WHAT THIS TASK INVOLVES:
Reproduce every line of the following material verbatim, altering nothing.
++++ DATA FOR THIS TASK
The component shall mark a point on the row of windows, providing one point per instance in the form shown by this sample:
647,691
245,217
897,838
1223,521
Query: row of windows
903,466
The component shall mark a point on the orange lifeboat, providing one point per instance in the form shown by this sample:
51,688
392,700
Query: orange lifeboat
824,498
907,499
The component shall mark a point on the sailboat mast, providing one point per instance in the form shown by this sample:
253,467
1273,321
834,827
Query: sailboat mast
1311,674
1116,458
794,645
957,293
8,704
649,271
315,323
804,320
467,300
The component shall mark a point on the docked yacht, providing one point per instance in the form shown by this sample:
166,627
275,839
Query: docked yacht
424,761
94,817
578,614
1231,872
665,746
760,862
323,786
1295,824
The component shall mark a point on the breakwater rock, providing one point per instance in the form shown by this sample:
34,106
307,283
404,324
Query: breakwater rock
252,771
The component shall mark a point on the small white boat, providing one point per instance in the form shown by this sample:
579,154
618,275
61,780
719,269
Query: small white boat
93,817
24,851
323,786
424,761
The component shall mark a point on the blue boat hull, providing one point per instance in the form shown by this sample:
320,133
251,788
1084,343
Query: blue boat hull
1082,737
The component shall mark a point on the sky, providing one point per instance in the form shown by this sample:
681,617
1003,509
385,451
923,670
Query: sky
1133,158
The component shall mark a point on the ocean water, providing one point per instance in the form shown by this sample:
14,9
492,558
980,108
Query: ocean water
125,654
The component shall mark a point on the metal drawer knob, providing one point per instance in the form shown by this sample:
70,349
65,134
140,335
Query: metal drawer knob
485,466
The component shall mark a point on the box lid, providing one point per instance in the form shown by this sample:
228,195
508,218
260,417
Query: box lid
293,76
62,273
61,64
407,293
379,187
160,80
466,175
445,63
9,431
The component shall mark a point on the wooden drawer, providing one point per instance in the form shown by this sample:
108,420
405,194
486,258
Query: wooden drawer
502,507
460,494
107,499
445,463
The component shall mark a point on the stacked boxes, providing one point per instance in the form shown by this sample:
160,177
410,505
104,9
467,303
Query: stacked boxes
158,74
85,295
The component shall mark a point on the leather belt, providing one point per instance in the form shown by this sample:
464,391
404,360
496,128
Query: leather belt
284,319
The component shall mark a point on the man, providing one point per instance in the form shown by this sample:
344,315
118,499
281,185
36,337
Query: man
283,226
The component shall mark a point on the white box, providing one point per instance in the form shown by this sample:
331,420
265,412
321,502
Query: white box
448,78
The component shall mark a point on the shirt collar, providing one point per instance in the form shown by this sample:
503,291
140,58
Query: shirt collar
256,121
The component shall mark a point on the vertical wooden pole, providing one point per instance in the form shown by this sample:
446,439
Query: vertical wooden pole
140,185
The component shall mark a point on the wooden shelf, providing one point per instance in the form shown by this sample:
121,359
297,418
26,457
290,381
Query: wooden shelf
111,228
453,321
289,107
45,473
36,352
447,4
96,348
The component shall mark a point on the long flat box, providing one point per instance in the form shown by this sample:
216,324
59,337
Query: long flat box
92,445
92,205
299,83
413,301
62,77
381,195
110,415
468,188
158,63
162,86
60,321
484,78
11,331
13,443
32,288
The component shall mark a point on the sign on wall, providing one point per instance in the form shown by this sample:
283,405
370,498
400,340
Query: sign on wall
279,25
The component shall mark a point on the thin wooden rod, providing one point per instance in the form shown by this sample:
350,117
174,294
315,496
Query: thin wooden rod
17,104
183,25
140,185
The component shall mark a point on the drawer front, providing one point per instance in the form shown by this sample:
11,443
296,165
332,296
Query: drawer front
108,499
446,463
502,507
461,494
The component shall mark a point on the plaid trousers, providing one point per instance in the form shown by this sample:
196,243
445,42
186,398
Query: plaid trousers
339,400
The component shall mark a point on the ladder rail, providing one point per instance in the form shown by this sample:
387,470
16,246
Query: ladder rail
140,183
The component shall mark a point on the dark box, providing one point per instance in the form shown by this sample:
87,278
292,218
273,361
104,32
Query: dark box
++++++++
PROBLEM SOLUTION:
The component shall mark a point on the row of windows, providing one point per instance in the form shown by this sample:
647,691
245,217
897,838
1223,521
Query: row of windows
903,466
The component shall mark a point on the orange lifeboat, providing one point per instance in the form shown by this sample:
51,688
392,700
Query: orange lifeboat
824,498
907,499
The component shall mark a point on the sailboat mast, providing one point per instance in the form shown by this sample:
253,467
1273,321
834,827
Query: sailboat mast
1311,674
1116,458
794,645
957,293
8,704
649,271
315,323
804,320
467,300
The component shall mark a point on the docked yacht, providing one point per instance in the form shown by this sample:
166,627
275,839
Query: docked yacht
424,761
94,817
578,614
1231,872
665,746
760,862
323,786
1295,824
The component shall mark a point on the breakwater rock, providing one point per instance in the form shown by this sample:
34,106
307,283
404,324
Query: breakwater rock
252,771
The component shall mark a point on the small white boat, providing one point per instance in the form shown by this sample:
579,154
618,275
61,780
719,269
Query: small white boat
93,817
24,851
323,786
424,761
The component shall mark a point on the blue boat hull, providing one point per instance in the form shown by this sample:
320,133
251,788
1084,343
Query: blue boat hull
1082,737
The component shall mark a point on the sky, providing one point per instance in the form shown by this sample:
681,617
1003,509
385,451
923,670
Query: sky
1133,158
The component shall mark a point on the ocean water, providing one point per instance in the form shown by this sample:
14,9
492,558
980,108
Query: ocean water
125,654
The component shall mark a point on the metal drawer knob, providing one point per instance in the form shown by this sample:
70,349
65,134
140,335
Query: metal drawer knob
485,466
The component shall mark a point on the box lid, providing one point per instance in the form shown by this sample:
228,195
508,218
260,417
Query: box lid
293,76
62,273
61,64
407,293
379,187
160,80
466,175
445,63
9,431
The component shall mark a point on the wooden drawer, providing one point per instance in the form shown by this sample:
108,420
405,194
486,258
Query: wooden drawer
502,507
460,494
107,499
445,463
The component shall mark a point on the stacked boxes, providing one point per instance in the form shown by this sample:
160,177
410,505
104,9
467,303
Query: stacked boxes
158,74
85,295
The component shall mark a point on the leather belt, providing one point per instance in the form shown by this sample:
464,391
404,360
496,128
Query: leather belt
284,319
The component shall mark a point on the man, providing one point per instance in the form shown by this sample:
344,315
118,499
281,185
36,337
Query: man
283,226
The component shall mark a point on the white box, providing one point per instance in the form shown by this sample:
331,420
265,412
321,502
Query: white box
448,78
The component shall mark a point on the shirt collar, providing one point per instance in the form shown by this sample:
503,291
140,58
Query: shirt collar
256,121
The component shall mark a point on the vertical wooden pole, providing one point per instance in the form shown by this sample:
446,439
Query: vertical wooden pole
140,185
The component shall mark a point on the wooden shelf, providing one point per instance in the form shown by this sample:
121,359
297,418
26,457
290,381
Query: wooden shelf
111,228
453,321
289,107
45,473
36,352
447,4
96,348
The component shall mark a point on the long flat box, providing one point per instance in the form shown by this sample:
216,324
59,337
Query: long flat box
92,445
92,205
299,83
413,301
62,77
381,195
110,415
468,188
158,63
162,86
60,321
484,78
11,331
13,443
32,288
The component shall mark a point on the sign on wall, providing one point per instance in the form shown by this sample:
283,405
370,498
400,340
Query: sign on wall
279,25
The component shall mark a point on the thin wooden rod, providing one point per instance in the form shown by this sample:
350,117
174,294
315,496
Query: thin wooden rod
17,104
183,25
140,185
The component shall mark a point on the drawer front, providing one point per instance in the form shown by this sample:
11,443
296,165
332,296
Query: drawer front
108,499
446,463
502,507
461,494
The component shall mark a point on the plaid trousers, providing one point per instance in the form shown by this sample:
196,243
445,42
186,398
Query: plaid trousers
339,400
The component shall mark a point on the ladder rail, providing one point per instance in the form shown by this sample:
387,470
16,246
Query: ladder rail
140,183
The component shall mark a point on the dark box, providing one point per instance in the form shown by this sample:
87,278
292,218
273,361
104,32
Query: dark box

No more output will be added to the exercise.